▶ **Dataset rows on where objects appear**:
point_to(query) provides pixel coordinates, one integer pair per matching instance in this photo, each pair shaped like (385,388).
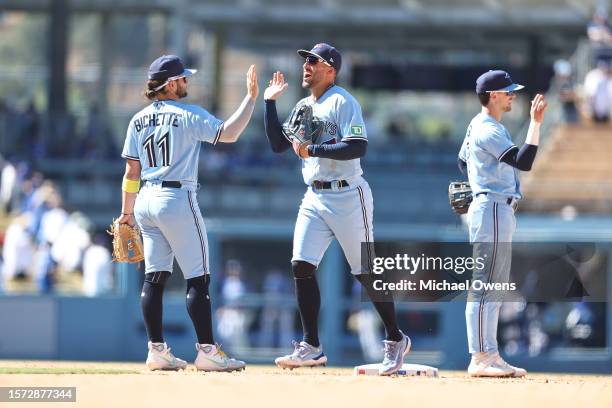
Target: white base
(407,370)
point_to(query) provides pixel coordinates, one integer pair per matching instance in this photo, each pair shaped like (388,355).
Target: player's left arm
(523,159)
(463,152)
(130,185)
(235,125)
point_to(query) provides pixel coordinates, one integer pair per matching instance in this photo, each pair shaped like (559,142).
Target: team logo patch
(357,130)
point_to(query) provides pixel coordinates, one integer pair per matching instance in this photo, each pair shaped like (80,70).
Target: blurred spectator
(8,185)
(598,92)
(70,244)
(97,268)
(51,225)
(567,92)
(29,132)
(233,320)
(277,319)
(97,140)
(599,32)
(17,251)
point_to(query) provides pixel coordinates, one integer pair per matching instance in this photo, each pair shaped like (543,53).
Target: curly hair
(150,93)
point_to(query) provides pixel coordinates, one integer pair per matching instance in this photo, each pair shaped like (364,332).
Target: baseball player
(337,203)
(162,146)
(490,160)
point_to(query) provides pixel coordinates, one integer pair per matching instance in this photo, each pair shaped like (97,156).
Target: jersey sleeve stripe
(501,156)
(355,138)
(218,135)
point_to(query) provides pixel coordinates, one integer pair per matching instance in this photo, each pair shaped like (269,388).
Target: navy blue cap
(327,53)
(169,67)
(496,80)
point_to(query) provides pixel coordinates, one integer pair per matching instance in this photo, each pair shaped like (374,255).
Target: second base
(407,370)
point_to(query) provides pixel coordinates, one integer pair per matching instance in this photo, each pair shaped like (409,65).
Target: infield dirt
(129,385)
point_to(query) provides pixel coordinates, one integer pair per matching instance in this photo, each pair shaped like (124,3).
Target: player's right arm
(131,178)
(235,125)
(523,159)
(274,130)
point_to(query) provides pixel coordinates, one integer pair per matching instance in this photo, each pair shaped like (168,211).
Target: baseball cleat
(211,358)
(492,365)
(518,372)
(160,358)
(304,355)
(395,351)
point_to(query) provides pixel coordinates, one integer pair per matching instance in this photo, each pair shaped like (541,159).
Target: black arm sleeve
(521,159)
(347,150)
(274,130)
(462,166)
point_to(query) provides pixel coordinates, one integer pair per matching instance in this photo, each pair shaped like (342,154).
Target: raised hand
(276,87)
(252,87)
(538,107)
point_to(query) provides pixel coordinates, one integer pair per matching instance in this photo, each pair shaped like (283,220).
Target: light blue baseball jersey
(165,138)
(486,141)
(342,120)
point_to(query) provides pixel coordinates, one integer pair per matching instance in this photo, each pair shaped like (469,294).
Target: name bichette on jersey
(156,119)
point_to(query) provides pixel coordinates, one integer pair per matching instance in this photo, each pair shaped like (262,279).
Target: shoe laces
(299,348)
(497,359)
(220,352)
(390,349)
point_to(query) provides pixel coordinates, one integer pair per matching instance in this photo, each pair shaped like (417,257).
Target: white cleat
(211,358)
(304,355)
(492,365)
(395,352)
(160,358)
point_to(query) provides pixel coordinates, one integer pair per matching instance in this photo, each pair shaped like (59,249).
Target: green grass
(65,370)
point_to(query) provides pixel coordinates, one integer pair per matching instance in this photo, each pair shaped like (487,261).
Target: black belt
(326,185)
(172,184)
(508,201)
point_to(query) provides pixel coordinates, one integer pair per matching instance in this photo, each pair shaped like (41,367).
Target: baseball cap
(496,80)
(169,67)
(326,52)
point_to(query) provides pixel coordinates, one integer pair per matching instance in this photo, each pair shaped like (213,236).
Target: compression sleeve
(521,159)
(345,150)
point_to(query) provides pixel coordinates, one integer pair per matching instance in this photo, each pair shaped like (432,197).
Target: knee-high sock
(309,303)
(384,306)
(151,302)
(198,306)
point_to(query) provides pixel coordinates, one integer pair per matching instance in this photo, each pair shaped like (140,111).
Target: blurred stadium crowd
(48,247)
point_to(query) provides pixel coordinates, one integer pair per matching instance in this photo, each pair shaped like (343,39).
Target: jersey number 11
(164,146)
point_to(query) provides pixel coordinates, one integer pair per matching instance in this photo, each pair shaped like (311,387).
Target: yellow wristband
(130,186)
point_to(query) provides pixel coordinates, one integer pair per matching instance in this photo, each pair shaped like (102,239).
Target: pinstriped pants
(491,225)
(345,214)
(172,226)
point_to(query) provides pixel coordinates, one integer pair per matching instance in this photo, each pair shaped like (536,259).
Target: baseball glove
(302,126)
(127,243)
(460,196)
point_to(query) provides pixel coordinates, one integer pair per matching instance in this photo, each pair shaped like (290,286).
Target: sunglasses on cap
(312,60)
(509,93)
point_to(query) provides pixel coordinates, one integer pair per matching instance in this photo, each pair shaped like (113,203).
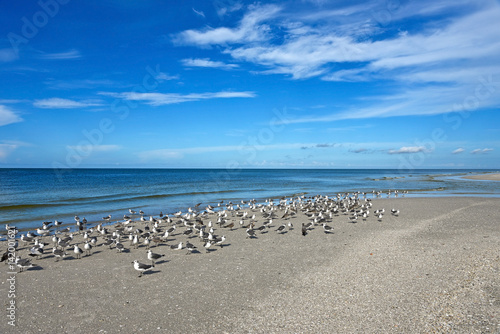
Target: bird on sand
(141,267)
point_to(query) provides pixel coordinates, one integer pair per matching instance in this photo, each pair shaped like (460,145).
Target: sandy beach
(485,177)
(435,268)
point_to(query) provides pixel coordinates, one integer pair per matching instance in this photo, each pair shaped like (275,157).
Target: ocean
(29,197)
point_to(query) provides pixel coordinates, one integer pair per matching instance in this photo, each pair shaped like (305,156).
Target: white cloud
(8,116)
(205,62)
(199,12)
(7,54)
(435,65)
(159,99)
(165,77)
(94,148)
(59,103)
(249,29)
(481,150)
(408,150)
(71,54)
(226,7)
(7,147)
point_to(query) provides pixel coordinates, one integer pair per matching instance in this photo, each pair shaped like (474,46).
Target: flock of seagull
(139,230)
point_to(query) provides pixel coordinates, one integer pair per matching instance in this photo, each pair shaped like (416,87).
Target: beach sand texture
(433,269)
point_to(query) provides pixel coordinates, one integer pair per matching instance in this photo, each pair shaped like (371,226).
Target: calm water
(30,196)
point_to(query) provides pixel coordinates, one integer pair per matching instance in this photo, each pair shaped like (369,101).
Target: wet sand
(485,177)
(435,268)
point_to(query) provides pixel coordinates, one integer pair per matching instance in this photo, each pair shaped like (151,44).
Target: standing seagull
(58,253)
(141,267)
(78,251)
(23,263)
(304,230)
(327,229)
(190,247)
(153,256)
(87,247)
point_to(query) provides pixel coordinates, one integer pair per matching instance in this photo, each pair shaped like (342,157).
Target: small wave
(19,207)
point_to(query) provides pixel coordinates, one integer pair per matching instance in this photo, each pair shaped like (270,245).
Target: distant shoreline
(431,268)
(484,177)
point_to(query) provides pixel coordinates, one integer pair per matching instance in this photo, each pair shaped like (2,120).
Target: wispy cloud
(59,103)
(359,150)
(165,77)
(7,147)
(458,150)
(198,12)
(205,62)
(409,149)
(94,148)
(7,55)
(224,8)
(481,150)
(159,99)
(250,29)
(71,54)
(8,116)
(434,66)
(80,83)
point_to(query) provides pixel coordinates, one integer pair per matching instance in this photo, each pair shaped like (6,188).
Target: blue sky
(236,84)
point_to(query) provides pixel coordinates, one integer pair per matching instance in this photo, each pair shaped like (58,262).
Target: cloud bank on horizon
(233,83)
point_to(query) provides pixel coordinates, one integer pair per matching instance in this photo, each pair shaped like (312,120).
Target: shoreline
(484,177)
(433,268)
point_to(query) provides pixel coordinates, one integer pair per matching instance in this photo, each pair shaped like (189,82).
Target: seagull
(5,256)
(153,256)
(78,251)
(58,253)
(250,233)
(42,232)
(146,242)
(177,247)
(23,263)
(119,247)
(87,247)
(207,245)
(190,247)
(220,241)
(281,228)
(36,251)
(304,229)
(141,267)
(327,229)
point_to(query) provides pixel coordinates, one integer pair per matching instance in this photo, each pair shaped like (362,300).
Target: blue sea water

▶ **REQUIRED WORK**: Reproduce the data above with every instance of "Target" switched to "Object" and all other text left unchanged. Omit the pictures from the output.

▶ **TASK RESPONSE**:
point_to(query) provides pixel coordinates, one integer pair per matching instance in this photo, each pair shaped like (385,388).
Object: white base
(407,370)
point_to(query) provides pixel coordinates, one integer pair per matching instance in this photo, each pair shaped like (388,355).
Object: player's left arm
(523,159)
(463,152)
(130,185)
(235,125)
point_to(query) provides pixel coordinates, one integer pair per matching instance in this photo, each pair shaped like (559,142).
Object: team logo patch
(357,130)
point_to(query) provides pixel coordinates, one integer pair per matching instance in this photo, each pair shaped like (80,70).
Object: blurred spectator
(8,185)
(598,92)
(70,244)
(97,268)
(51,225)
(567,92)
(29,132)
(233,320)
(277,319)
(97,140)
(599,32)
(17,251)
point_to(query) provides pixel coordinates, one integer pair per matching instance in this photo, each pair shaped like (543,53).
Object: curly hair
(150,93)
point_to(query) provides pixel coordinates, one integer pair per matching instance in this photo, each pair shaped like (364,332).
Object: baseball player
(337,203)
(162,146)
(490,160)
point_to(query) provides pixel coordinates, one integer pair per matching instance in this photo, each pair shaped like (97,156).
Object: jersey sleeve stripe
(501,156)
(355,138)
(218,135)
point_to(query) provides pixel coordinates, one integer pair per matching instance in this photo, each pair shaped like (269,388).
Object: navy blue cap
(327,53)
(169,67)
(496,80)
point_to(query) provides pixel coordinates, one integer pair per matching instance in this photo, each pair shaped like (374,255).
Object: second base
(407,370)
point_to(query) provides pixel coordinates, one integer pair per matching instance in this photo, each pair shaped like (409,65).
Object: infield dirt
(129,385)
point_to(query) provides pixel coordinates, one integer pair per matching instance in this photo, each pair shaped like (124,3).
Object: player's right arm
(131,178)
(235,125)
(523,159)
(274,130)
point_to(query) provides pixel coordinates, one integer pair per matching instance in this photo, each pair shaped like (168,211).
Object: baseball cleat
(211,358)
(492,365)
(518,372)
(160,358)
(304,355)
(395,351)
point_to(query) provides pixel coordinates, one integer pair per matching instance in this photo, each pair shaped like (541,159).
Object: black arm sleeve
(521,159)
(347,150)
(274,130)
(462,166)
point_to(query) provides pixel coordinates, one integer pair per matching instance in this photo, each pair shaped like (342,154).
Object: raised hand
(276,87)
(252,87)
(538,107)
point_to(query) provides pixel coordinates, one integer pair per matching instance in this photo, each pair shaped like (283,220).
Object: light blue baseball jersey
(165,138)
(486,141)
(342,120)
point_to(query) provides pixel coordinates, one integer pair per matching instance in this photo, each pair shaped like (469,294).
Object: name bichette on jersey
(156,119)
point_to(query) provides pixel coordinates, one integer pair per matching instance in this photo, each pair shaped like (262,279).
Object: shoe laces
(299,348)
(497,359)
(220,352)
(390,349)
point_to(query) provides pixel coordinates, one integer pair per matching instance in this photo, each pair shaped like (417,257).
Object: white cleat
(211,358)
(304,355)
(492,365)
(395,352)
(160,358)
point_to(query) provides pixel coordinates, one integer pair per matching instance in this photo, each pair shaped like (59,249).
Object: green grass
(65,370)
point_to(query) provides pixel coordinates, one integer pair per matching instance in this photo, each pair shaped like (487,261).
Object: black belt
(326,185)
(172,184)
(508,201)
point_to(query) provides pixel coordinates, one integer pair per matching instance in this photo, each pair shaped like (41,367).
Object: baseball cap
(496,80)
(169,67)
(326,52)
point_to(query) provides pixel coordinates, one integer pair per matching instance in this photo, each pair shaped like (213,236).
Object: compression sleeve
(521,159)
(345,150)
point_to(query) provides pixel coordinates, one integer pair per matching instance in this photo, each pair shaped like (432,197).
Object: knee-high sock
(309,303)
(384,306)
(151,302)
(198,306)
point_to(query) provides pixel coordinates, one integer pair per matching instance in this photo, each pair shaped like (140,111).
Object: blurred stadium crowd
(48,247)
point_to(query) provides pixel coordinates, one integer pair per matching instance in this photo, each pair shaped like (343,39).
Object: jersey number 11
(164,146)
point_to(query) provides pixel coordinates, one integer pair per matching instance in this photo, each pair shaped like (311,387).
Object: yellow wristband
(130,186)
point_to(query) provides pixel coordinates, one integer pair per matching instance in this photo, each pair shaped like (102,239).
Object: pinstriped pants
(491,225)
(345,214)
(172,226)
point_to(query) provides pixel coordinates, one integer pair per matching instance in this photo, each pair shaped like (536,259).
Object: baseball glove
(302,126)
(127,243)
(460,196)
point_to(query) provides pixel coordinates, one integer pair per matching instance in this photo, each pair shaped like (290,286).
Object: sunglasses on cap
(312,60)
(509,93)
point_to(query) provides pixel coordinates, one integer pair per matching instance in this photo, each pair shaped like (113,203).
Object: bird on sand
(141,267)
point_to(query) provides pixel coordinates, one integer pair per matching instance in this photo, each pair shaped like (460,145).
Object: sandy beach
(485,177)
(435,268)
point_to(query) provides pixel coordinates, one integer pair per matching instance in this photo, each pair shaped like (275,157).
Object: ocean
(29,197)
point_to(query) provides pixel coordinates, one integer pair per matching instance in this photo, each pair shaped like (305,156).
Object: white cloud
(8,116)
(205,62)
(199,12)
(7,54)
(435,65)
(159,99)
(165,77)
(94,148)
(59,103)
(249,29)
(481,150)
(408,150)
(71,54)
(226,7)
(7,147)
point_to(query) provides pixel coordinates, one integer pair per matching instance in this photo, each pair shaped like (474,46).
Object: flock of seagull
(139,230)
point_to(query) provides pixel coordinates, one integer pair per matching instance in this photo, each pair shaped like (416,87).
Object: beach sand texture
(433,269)
point_to(query) provides pixel coordinates, one integer pair per matching instance in this photo, each pair shaped like (371,226).
Object: calm water
(30,196)
point_to(query) provides pixel coordinates, one integer pair per matching instance in this photo, each pair shaped like (369,101).
Object: wet sand
(485,177)
(435,268)
point_to(query) provides pixel coordinates, one integer pair per matching instance in this photo, each pair shaped like (151,44).
Object: standing seagull
(58,253)
(141,267)
(78,251)
(23,263)
(304,230)
(327,229)
(190,247)
(153,256)
(87,247)
point_to(query) provides pixel coordinates, one integer pair per matching instance in this photo, each pair shaped like (342,157).
Object: small wave
(19,207)
point_to(query) provides pixel coordinates, one integer pair per matching instance in this photo, each pair shaped like (270,245).
Object: distant shoreline
(431,268)
(484,177)
point_to(query) provides pixel coordinates, one integer pair per matching instance in this photo, each pair shaped like (2,120).
Object: wispy cloud
(59,103)
(359,150)
(165,77)
(7,147)
(458,150)
(198,12)
(205,62)
(409,149)
(94,148)
(7,55)
(224,8)
(481,150)
(159,99)
(250,29)
(71,54)
(8,116)
(434,66)
(80,83)
point_to(query) provides pixel coordinates, one integer pair per matching instance in this photo, each pair shaped like (6,188).
Object: blue sky
(236,84)
point_to(query) provides pixel coordinates, one integer pair per matching instance in this photo, each pair shaped like (58,262).
Object: cloud bank on horizon
(233,83)
point_to(query) provides pixel coordinates, one integer pair per matching instance in this photo, each pair shaped like (312,120).
Object: shoreline
(484,177)
(433,268)
point_to(query) provides pixel coordinates, one integer pair per matching instance in this photo, each pair shaped like (189,82).
Object: seagull
(5,256)
(153,256)
(78,251)
(58,253)
(250,233)
(42,232)
(146,242)
(177,247)
(23,263)
(119,247)
(87,247)
(207,245)
(190,247)
(220,241)
(281,228)
(36,251)
(304,229)
(141,267)
(327,229)
point_to(query) provides pixel coordinates, one integer pair per matching instance in this photo, each pair shaped like (362,300).
Object: blue sea water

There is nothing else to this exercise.